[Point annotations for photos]

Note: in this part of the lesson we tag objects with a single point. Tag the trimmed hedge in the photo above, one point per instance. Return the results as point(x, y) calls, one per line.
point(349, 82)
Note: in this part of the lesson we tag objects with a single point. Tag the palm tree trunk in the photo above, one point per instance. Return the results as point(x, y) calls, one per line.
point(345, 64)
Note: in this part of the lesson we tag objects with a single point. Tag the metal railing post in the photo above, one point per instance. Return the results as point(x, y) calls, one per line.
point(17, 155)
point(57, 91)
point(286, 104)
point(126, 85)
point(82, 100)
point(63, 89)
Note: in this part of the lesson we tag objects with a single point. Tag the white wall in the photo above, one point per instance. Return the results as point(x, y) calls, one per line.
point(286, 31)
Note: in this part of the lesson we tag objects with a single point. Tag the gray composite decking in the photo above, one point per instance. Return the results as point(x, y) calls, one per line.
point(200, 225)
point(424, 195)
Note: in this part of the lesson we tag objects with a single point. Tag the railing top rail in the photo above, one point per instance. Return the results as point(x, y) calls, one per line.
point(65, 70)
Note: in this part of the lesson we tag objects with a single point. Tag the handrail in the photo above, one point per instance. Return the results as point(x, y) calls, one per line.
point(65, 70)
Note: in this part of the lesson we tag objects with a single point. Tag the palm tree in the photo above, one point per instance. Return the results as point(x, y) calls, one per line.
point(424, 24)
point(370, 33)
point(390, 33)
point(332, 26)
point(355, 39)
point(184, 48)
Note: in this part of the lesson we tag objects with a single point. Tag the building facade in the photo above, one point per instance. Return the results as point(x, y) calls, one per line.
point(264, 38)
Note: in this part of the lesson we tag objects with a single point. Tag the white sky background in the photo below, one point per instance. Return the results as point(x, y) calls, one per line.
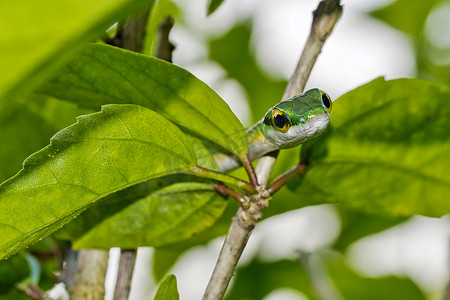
point(359, 50)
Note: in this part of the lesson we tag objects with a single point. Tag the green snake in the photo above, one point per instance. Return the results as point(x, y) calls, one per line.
point(288, 124)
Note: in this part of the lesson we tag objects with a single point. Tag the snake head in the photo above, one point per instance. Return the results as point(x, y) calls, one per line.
point(297, 119)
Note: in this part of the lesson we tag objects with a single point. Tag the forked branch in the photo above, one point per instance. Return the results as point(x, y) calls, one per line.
point(325, 18)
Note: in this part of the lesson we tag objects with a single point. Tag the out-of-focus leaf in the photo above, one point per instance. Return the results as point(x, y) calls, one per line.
point(163, 260)
point(387, 151)
point(169, 215)
point(37, 36)
point(168, 289)
point(102, 74)
point(354, 286)
point(258, 279)
point(121, 207)
point(213, 5)
point(22, 132)
point(100, 154)
point(411, 22)
point(233, 54)
point(357, 225)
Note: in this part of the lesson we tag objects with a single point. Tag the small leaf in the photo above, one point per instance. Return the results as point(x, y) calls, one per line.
point(387, 151)
point(100, 154)
point(102, 74)
point(213, 5)
point(168, 289)
point(36, 46)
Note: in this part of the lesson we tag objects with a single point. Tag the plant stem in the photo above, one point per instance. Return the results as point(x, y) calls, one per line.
point(325, 18)
point(124, 275)
point(90, 275)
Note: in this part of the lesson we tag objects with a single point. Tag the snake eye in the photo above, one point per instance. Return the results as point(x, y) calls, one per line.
point(280, 120)
point(326, 100)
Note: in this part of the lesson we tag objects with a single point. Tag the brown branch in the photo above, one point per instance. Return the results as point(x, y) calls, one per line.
point(325, 18)
point(90, 275)
point(124, 275)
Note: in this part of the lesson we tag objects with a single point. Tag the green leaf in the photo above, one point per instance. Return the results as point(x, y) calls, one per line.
point(169, 215)
point(357, 225)
point(38, 36)
point(102, 74)
point(100, 154)
point(161, 10)
point(387, 151)
point(168, 289)
point(213, 5)
point(412, 22)
point(258, 279)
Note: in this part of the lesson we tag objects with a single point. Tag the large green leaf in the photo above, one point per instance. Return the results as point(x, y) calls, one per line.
point(157, 213)
point(37, 36)
point(102, 74)
point(166, 216)
point(100, 154)
point(388, 151)
point(168, 289)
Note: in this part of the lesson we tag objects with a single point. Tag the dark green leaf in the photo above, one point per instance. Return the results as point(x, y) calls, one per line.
point(37, 36)
point(168, 289)
point(213, 5)
point(100, 154)
point(103, 74)
point(387, 151)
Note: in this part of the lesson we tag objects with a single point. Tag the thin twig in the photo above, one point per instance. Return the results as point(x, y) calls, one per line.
point(324, 18)
point(124, 275)
point(34, 292)
point(90, 275)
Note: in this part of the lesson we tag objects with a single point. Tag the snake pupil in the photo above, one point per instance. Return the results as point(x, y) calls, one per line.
point(279, 121)
point(326, 100)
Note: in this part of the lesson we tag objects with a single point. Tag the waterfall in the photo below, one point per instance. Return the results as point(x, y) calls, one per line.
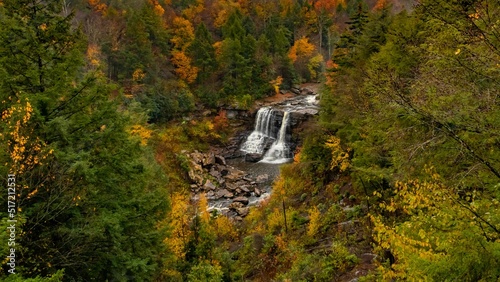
point(280, 150)
point(264, 130)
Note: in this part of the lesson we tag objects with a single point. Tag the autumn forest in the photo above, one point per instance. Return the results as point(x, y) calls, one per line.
point(121, 121)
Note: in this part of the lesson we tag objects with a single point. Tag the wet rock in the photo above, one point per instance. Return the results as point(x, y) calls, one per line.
point(234, 175)
point(231, 186)
point(209, 185)
point(257, 192)
point(253, 158)
point(215, 173)
point(242, 211)
point(224, 193)
point(243, 200)
point(220, 160)
point(236, 205)
point(262, 178)
point(245, 191)
point(197, 157)
point(208, 160)
point(210, 195)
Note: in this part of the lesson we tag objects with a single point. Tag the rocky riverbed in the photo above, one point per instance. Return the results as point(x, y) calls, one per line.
point(232, 180)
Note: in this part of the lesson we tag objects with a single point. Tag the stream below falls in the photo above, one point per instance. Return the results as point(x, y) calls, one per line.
point(268, 146)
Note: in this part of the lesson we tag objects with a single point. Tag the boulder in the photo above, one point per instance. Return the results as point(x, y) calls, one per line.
point(236, 205)
point(242, 211)
point(224, 193)
point(197, 157)
point(210, 195)
point(214, 173)
point(245, 191)
point(262, 178)
point(257, 192)
point(220, 160)
point(209, 185)
point(208, 160)
point(231, 186)
point(234, 175)
point(253, 158)
point(243, 200)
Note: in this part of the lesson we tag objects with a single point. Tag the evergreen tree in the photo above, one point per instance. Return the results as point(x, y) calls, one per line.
point(89, 197)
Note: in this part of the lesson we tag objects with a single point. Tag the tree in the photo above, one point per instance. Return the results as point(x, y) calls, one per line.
point(203, 52)
point(88, 204)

PROBLEM STATEMENT
Go through the listing above and write it all out exactly, leaving out any picture.

RESULT FOR THIS TASK
Note: in this part of the lesson we tag objects with a single point. Tag the trimmed hedge in the photo above, one point per instance. Return the results as point(x, y) calls, one per line.
point(349, 82)
Note: in this part of the lesson we tag objects with a single point. Tag the palm tree trunk in the photo above, one point per instance. Return the results as point(x, y) calls, one per line.
point(345, 64)
Note: in this part of the lesson we tag objects with a single point. Tag the metal railing post in the photo above, one point per instance. Return the results as point(x, y) calls, one per line.
point(17, 155)
point(57, 91)
point(286, 104)
point(126, 85)
point(82, 100)
point(63, 89)
Note: in this part of the lesson we tag objects with a single point. Tag the white wall in the photo above, one point per instance. Return the results as point(x, y) calls, one per line.
point(286, 31)
Note: in this part of the lesson we tag objects with a single point. Tag the gray composite decking in the photo above, one point per instance. Return the results as point(x, y) calls, one per line.
point(200, 225)
point(424, 195)
Note: in this part of the lesson we tag objects with a single point. Tag the railing top rail in the photo above, one point per instance. Return the results as point(x, y) calls, one per line.
point(65, 70)
Note: in this part of the lesson we tag objects with a single point. Tag the handrail in the photo above, one point per instance. Return the results as point(x, y) calls, one per line.
point(65, 70)
Note: in this part of the lesson we tag objects with a single point. Tag the palm tree in the photo above, one point per instance. Return the results as point(x, y) calls, one per line.
point(424, 24)
point(370, 33)
point(390, 33)
point(332, 26)
point(355, 39)
point(184, 48)
Note: in this part of the lesson we tag objects with a single point. Tag the building facade in the photo above, one point per instance. Return the results as point(x, y) calls, one per line.
point(264, 38)
Note: in this part of the lesson we tag objects with a single point. Tag the white sky background in the photo below, one point per instance. Return the results as point(x, y) calls, one per line.
point(359, 50)
Note: in this part of the lesson we tag objects with a single point. Tag the green snake in the photo above, one point per instance. Return the results as point(x, y) calls, one per line.
point(288, 124)
Note: in this part of the lesson we tag objects with a single point. Tag the snake head in the photo above, one point per instance. Return the results as point(x, y) calls, one per line.
point(297, 119)
Note: in this part of the lesson we tag objects with a single point. Tag the forked branch in the photo above, one point per instance. Return the results as point(x, y) calls, one per line.
point(325, 18)
Note: in this part of the lesson we tag objects with a single point. Tag the out-of-focus leaf in the photo above, one point per instance. Return the results as point(x, y) calls, one per line.
point(163, 260)
point(387, 151)
point(169, 215)
point(37, 36)
point(168, 289)
point(102, 74)
point(354, 286)
point(258, 279)
point(121, 207)
point(213, 5)
point(22, 132)
point(100, 154)
point(411, 22)
point(233, 54)
point(357, 225)
Note: in this part of the lesson we tag objects with a single point. Tag the small leaf in the photo above, one point per instance. Return the results as point(x, y) calls, one per line.
point(387, 151)
point(100, 154)
point(102, 74)
point(213, 5)
point(168, 289)
point(36, 46)
Note: in this part of the lesson we tag objects with a single point. Tag the plant stem in the photo above, one point per instance. Return the results as point(x, y) calls, one per line.
point(325, 18)
point(124, 275)
point(90, 275)
Note: in this part of the lesson we tag objects with a single point. Tag the snake eye in the photo above, one point per instance. Return the results as point(x, y) calls, one per line.
point(280, 120)
point(326, 100)
Note: in this part of the lesson we tag objects with a single point. Tag the brown branch in the photo above, one point per instance. Return the results as point(x, y) calls, one per line.
point(325, 18)
point(90, 275)
point(124, 275)
Note: in this part of the lesson we tag objects with a single point. Tag the green leaf in the photo above, one point per instance. Return the results as point(x, y) calls, one per line.
point(169, 215)
point(357, 225)
point(38, 36)
point(102, 74)
point(100, 154)
point(161, 10)
point(387, 151)
point(168, 289)
point(213, 5)
point(412, 22)
point(258, 279)
Note: in this part of the lesson we tag objects with a single point. Tag the large green leaf in the photo above, one point per instance. Return the results as point(x, y) calls, one per line.
point(157, 213)
point(37, 36)
point(102, 74)
point(166, 216)
point(100, 154)
point(388, 151)
point(168, 289)
Note: in this part of the lesson we tag objects with a single point. Tag the dark green leaf in the photo above, one point per instance. Return the results as point(x, y) calls, one per line.
point(37, 36)
point(168, 289)
point(213, 5)
point(100, 154)
point(103, 74)
point(387, 151)
Note: in this part of the lesson we tag objects with a single point. Tag the thin twig in the photo above, one point per instance. Return the results as point(x, y) calls, one per line.
point(324, 18)
point(124, 275)
point(34, 292)
point(90, 275)
Note: in this part of the lesson we tag objects with a single point. Tag the snake pupil in the photo above, one point per instance. Return the results as point(x, y) calls, one per line.
point(279, 121)
point(326, 100)
Note: in this part of the lesson we tag objects with a single point. Tag the waterfall in the photo below, one point per instance. Return the results as point(x, y) calls, one per line.
point(280, 150)
point(264, 130)
Note: in this part of the lesson we tag objects with a single point. Tag the autumn forest in the photo above, one point per instance. Return the results as point(x, y) calls, one per line.
point(121, 121)
Note: in this part of the lesson we tag objects with a single point. Tag the wet rock in the photo above, one point per instance. Return the results as point(x, y) calls, one per line.
point(234, 175)
point(231, 186)
point(209, 185)
point(257, 192)
point(253, 158)
point(215, 173)
point(242, 211)
point(224, 193)
point(243, 200)
point(220, 160)
point(236, 205)
point(262, 178)
point(245, 191)
point(197, 157)
point(208, 160)
point(210, 195)
Note: in this part of the lesson we tag objects with a single point. Tag the rocky riverbed in the photo above, one point per instance. Return the results as point(x, y) calls, one per line.
point(232, 180)
Note: in this part of the lesson we tag objects with a single point. Tag the stream below falls in the photo above, one point per instance. Return the results as point(x, y) calls, one per line.
point(268, 146)
Note: in this part of the lesson we tag objects with a single point. Tag the boulder in the photo above, one point per instance. Return the results as point(x, y) calls, one per line.
point(236, 205)
point(242, 211)
point(224, 193)
point(197, 157)
point(210, 195)
point(214, 173)
point(245, 191)
point(262, 178)
point(257, 192)
point(220, 160)
point(209, 185)
point(208, 160)
point(231, 186)
point(234, 175)
point(253, 158)
point(243, 200)
Note: in this part of the lesson we tag objects with a single point. Tag the evergreen tree in the photo above, one point per instance. Return the results as point(x, y) calls, one per line.
point(89, 197)
Note: in this part of the lesson we tag objects with a single point. Tag the tree in the photo above, one point per instance. Return the results as point(x, y) calls, one per line.
point(203, 52)
point(88, 204)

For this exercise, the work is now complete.